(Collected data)
*** Begin section ***

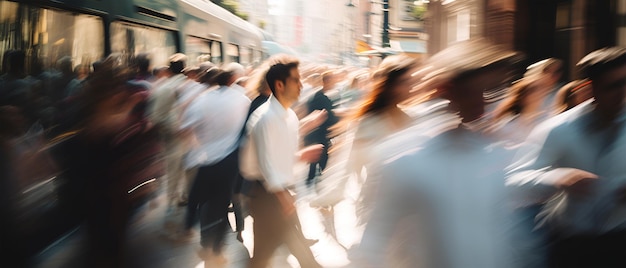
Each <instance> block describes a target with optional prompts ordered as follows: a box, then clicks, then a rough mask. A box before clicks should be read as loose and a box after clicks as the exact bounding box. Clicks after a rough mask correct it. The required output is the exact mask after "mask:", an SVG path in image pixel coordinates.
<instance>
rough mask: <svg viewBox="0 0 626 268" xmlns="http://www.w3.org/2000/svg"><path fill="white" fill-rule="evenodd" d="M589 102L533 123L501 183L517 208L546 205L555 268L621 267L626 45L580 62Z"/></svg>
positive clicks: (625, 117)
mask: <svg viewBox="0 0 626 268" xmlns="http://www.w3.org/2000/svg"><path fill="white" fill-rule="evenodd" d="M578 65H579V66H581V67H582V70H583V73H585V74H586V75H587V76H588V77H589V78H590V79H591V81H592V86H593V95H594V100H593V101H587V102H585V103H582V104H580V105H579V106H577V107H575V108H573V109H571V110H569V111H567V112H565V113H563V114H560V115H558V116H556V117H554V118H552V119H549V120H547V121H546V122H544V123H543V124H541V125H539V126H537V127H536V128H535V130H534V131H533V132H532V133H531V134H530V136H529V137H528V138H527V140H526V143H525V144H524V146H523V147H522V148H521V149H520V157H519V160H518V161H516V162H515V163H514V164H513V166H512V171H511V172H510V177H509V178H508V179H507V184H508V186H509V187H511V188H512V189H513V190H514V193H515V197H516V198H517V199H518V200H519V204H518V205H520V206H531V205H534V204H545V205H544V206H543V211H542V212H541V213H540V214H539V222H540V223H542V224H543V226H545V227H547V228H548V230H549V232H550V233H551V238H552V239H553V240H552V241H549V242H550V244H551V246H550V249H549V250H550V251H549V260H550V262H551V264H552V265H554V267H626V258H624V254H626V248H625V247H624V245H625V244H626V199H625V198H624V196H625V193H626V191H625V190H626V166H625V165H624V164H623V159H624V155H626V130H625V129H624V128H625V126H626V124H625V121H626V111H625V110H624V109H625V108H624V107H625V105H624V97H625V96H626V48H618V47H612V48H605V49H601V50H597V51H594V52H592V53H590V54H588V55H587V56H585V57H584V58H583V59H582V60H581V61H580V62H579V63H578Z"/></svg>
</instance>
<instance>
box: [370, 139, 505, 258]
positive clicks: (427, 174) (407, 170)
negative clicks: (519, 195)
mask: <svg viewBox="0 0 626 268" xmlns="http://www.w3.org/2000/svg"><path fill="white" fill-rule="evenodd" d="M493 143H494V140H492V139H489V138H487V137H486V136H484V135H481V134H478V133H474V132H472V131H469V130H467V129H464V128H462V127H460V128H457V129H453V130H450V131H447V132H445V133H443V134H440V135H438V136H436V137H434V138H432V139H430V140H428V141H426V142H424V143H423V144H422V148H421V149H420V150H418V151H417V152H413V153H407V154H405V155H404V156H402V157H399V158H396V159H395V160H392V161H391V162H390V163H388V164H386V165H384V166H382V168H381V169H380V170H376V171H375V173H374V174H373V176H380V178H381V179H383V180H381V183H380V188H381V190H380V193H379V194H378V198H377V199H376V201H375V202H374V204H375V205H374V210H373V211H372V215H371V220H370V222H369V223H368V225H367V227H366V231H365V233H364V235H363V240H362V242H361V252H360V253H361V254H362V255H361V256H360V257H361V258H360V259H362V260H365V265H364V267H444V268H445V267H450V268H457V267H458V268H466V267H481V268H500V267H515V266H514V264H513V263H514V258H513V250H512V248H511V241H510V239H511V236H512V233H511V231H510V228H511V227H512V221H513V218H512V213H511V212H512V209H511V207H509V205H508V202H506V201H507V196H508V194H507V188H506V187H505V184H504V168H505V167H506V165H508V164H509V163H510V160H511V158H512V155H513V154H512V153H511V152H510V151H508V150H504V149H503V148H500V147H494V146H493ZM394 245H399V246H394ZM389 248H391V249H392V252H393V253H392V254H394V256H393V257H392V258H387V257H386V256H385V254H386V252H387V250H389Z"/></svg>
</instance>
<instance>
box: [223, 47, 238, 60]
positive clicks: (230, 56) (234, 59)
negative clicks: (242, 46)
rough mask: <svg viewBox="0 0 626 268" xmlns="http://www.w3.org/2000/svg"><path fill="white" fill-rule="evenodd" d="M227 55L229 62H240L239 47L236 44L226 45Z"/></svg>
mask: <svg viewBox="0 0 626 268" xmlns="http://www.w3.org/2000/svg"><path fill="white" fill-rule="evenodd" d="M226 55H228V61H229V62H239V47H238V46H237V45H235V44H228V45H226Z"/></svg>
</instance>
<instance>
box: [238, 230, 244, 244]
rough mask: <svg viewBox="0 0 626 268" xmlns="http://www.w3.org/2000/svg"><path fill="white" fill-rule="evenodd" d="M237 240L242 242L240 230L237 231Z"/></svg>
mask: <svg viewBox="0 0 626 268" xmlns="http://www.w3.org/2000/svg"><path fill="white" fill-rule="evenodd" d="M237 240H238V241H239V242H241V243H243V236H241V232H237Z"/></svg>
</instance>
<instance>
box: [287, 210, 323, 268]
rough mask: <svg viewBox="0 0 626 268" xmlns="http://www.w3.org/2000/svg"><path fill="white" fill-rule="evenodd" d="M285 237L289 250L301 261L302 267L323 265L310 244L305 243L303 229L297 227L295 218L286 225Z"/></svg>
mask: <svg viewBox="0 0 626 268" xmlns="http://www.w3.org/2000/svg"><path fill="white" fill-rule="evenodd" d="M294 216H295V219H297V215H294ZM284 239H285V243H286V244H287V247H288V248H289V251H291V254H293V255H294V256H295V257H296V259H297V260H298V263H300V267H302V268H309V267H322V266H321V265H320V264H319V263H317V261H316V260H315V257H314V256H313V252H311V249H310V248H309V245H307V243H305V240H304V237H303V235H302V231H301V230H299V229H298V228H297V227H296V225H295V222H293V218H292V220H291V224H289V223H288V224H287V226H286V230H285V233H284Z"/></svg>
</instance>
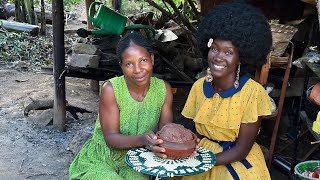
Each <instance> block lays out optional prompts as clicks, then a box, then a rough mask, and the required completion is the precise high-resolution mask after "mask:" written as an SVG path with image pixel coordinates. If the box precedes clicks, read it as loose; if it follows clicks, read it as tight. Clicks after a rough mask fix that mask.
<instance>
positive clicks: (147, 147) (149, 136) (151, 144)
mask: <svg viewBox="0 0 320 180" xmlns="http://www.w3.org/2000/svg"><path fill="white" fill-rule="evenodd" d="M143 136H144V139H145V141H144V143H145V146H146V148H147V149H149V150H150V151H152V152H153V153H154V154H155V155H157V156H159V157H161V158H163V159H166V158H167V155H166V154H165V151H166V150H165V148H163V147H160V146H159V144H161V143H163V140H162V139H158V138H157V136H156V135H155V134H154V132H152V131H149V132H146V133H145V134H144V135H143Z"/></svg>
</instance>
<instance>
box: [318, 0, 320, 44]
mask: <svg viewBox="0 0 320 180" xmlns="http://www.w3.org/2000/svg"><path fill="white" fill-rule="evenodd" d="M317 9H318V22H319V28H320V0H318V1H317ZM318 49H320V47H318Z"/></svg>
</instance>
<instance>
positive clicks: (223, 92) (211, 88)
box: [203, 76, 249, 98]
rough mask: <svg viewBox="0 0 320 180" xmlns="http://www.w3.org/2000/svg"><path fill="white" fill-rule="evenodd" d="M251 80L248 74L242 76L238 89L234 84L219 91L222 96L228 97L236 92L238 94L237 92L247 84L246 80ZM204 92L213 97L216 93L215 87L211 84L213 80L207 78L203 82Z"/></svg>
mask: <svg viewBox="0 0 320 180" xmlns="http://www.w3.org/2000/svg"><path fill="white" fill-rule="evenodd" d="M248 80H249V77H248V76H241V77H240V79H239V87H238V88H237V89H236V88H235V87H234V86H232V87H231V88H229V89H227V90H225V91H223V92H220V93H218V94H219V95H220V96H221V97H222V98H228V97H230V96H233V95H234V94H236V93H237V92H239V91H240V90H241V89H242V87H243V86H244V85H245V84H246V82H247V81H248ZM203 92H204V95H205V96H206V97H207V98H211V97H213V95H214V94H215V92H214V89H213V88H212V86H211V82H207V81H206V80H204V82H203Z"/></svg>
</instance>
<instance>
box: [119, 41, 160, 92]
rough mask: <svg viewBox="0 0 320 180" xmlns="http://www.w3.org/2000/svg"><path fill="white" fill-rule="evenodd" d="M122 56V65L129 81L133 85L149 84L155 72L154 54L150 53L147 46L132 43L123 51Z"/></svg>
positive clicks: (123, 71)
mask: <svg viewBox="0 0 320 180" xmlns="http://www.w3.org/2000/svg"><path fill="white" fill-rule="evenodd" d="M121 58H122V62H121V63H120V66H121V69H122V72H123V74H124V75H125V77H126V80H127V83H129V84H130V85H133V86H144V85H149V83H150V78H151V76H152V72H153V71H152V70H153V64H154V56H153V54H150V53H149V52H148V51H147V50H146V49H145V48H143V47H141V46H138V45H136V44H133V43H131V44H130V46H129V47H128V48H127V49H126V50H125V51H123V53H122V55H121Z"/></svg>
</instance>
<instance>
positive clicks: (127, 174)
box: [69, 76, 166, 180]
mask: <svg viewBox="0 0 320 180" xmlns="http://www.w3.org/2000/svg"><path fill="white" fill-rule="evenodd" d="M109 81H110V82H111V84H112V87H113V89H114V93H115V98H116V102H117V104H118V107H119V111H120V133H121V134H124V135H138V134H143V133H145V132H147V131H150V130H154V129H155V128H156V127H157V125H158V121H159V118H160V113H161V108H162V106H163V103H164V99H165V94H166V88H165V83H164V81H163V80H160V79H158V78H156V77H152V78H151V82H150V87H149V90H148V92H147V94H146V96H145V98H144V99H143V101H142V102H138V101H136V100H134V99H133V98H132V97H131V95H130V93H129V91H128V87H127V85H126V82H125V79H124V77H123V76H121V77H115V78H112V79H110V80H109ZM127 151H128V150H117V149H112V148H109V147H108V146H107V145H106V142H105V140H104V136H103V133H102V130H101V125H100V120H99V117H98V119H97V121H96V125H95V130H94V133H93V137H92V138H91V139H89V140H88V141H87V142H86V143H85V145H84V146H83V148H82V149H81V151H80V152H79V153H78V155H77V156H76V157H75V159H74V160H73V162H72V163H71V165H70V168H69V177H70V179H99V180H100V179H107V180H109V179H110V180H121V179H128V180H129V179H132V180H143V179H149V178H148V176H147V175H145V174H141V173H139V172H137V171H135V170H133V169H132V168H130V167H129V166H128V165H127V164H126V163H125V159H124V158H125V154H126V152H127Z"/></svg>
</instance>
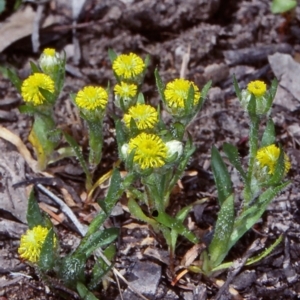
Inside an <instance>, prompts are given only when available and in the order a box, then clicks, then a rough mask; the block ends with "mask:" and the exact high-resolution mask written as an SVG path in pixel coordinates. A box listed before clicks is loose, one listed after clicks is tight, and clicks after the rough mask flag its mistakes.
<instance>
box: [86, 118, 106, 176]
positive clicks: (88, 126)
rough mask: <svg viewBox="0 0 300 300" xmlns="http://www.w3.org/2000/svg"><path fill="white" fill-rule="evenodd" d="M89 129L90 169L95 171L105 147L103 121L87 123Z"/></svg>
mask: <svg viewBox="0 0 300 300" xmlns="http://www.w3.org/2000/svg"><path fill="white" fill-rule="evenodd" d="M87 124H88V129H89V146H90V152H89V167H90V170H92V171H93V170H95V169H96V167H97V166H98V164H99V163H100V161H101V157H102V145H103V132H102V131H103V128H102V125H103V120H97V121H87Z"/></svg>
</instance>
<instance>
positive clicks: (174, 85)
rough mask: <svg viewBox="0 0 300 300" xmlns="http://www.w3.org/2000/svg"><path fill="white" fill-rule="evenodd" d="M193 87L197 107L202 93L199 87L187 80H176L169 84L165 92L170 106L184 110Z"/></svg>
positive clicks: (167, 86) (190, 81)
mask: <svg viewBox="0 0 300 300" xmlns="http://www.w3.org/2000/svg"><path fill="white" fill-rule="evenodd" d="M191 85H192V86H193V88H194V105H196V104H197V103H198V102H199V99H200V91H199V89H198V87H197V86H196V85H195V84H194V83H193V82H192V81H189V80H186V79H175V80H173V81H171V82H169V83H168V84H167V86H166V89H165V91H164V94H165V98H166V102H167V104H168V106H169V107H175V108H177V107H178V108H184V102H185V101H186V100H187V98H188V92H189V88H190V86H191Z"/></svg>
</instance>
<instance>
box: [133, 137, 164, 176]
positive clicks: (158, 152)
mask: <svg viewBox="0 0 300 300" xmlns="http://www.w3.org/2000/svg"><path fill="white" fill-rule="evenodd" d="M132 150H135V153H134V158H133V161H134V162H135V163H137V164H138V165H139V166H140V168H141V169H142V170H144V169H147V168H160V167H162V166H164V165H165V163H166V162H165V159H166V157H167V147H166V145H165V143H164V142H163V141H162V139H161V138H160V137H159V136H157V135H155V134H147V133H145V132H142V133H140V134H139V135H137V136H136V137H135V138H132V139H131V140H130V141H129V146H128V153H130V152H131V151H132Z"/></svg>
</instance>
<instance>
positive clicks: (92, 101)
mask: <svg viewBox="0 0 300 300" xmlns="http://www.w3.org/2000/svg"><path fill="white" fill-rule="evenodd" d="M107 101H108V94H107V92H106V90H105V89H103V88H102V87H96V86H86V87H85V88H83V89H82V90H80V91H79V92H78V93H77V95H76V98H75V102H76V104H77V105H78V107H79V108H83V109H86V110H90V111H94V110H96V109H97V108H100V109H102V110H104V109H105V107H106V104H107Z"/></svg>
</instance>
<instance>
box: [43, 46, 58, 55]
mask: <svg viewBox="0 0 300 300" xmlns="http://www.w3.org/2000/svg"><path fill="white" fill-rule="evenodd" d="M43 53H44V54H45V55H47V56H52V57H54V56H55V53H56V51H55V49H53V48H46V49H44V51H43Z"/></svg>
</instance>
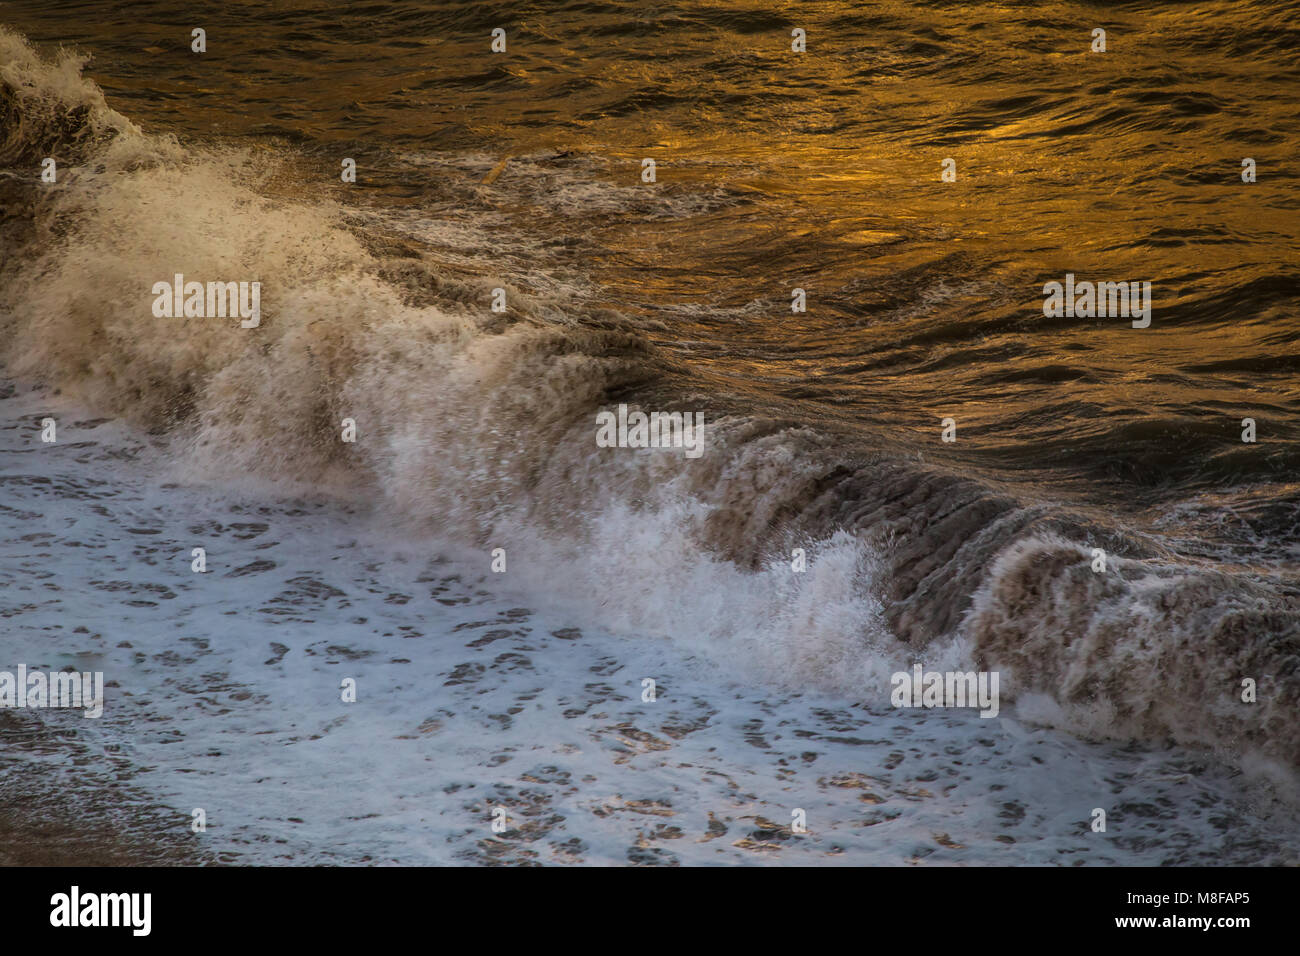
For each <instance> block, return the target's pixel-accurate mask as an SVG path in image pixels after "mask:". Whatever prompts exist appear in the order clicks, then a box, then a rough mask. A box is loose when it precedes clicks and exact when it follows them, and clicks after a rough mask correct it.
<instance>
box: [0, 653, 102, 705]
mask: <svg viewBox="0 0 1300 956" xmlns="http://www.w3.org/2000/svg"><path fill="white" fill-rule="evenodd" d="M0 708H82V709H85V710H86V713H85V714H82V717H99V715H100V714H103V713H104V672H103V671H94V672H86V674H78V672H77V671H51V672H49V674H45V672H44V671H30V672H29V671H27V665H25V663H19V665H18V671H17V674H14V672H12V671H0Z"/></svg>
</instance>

*** End section ***

**What to do:** Take only the line containing "positive clicks: (158, 152)" and every line after it to the end of the entries, and copy them exactly, pictures excluded.

**Solution to the exercise:**
positive clicks: (158, 152)
mask: <svg viewBox="0 0 300 300" xmlns="http://www.w3.org/2000/svg"><path fill="white" fill-rule="evenodd" d="M132 150H135V153H134V158H133V161H134V162H135V163H137V164H138V165H139V166H140V168H141V169H142V170H144V169H147V168H160V167H162V166H164V165H165V163H166V162H165V159H166V157H167V147H166V145H165V143H164V142H163V141H162V139H161V138H160V137H159V136H157V135H155V134H147V133H145V132H142V133H140V134H139V135H137V136H136V137H135V138H132V139H131V140H130V141H129V146H128V153H130V152H131V151H132Z"/></svg>
</instance>
<instance>
positive clicks: (92, 101)
mask: <svg viewBox="0 0 300 300" xmlns="http://www.w3.org/2000/svg"><path fill="white" fill-rule="evenodd" d="M107 101H108V94H107V92H106V90H105V89H103V88H102V87H96V86H86V87H85V88H83V89H82V90H80V91H79V92H78V93H77V95H76V98H75V102H76V104H77V105H78V107H79V108H83V109H86V110H90V111H94V110H96V109H97V108H100V109H102V110H104V109H105V107H106V104H107Z"/></svg>
</instance>
<instance>
box: [43, 46, 58, 55]
mask: <svg viewBox="0 0 300 300" xmlns="http://www.w3.org/2000/svg"><path fill="white" fill-rule="evenodd" d="M43 53H44V54H45V55H47V56H52V57H54V56H55V53H56V51H55V49H53V48H46V49H44V51H43Z"/></svg>
</instance>
For each <instance> block, return the target's pixel-accurate mask as an SVG path in image pixels after "mask:". Whatever prompts exist appear in the order clicks, then a box, then a rough mask. A box is loose when it precedes clicks and exact when it follows them, and clicks after a rough mask correct it.
<instance>
box: [0, 653, 102, 705]
mask: <svg viewBox="0 0 1300 956" xmlns="http://www.w3.org/2000/svg"><path fill="white" fill-rule="evenodd" d="M0 708H82V709H85V710H86V713H85V714H82V717H99V715H100V714H103V713H104V672H103V671H94V672H86V674H78V672H77V671H51V672H49V674H45V672H44V671H30V672H29V671H27V665H25V663H19V665H18V671H17V674H14V672H12V671H0Z"/></svg>
</instance>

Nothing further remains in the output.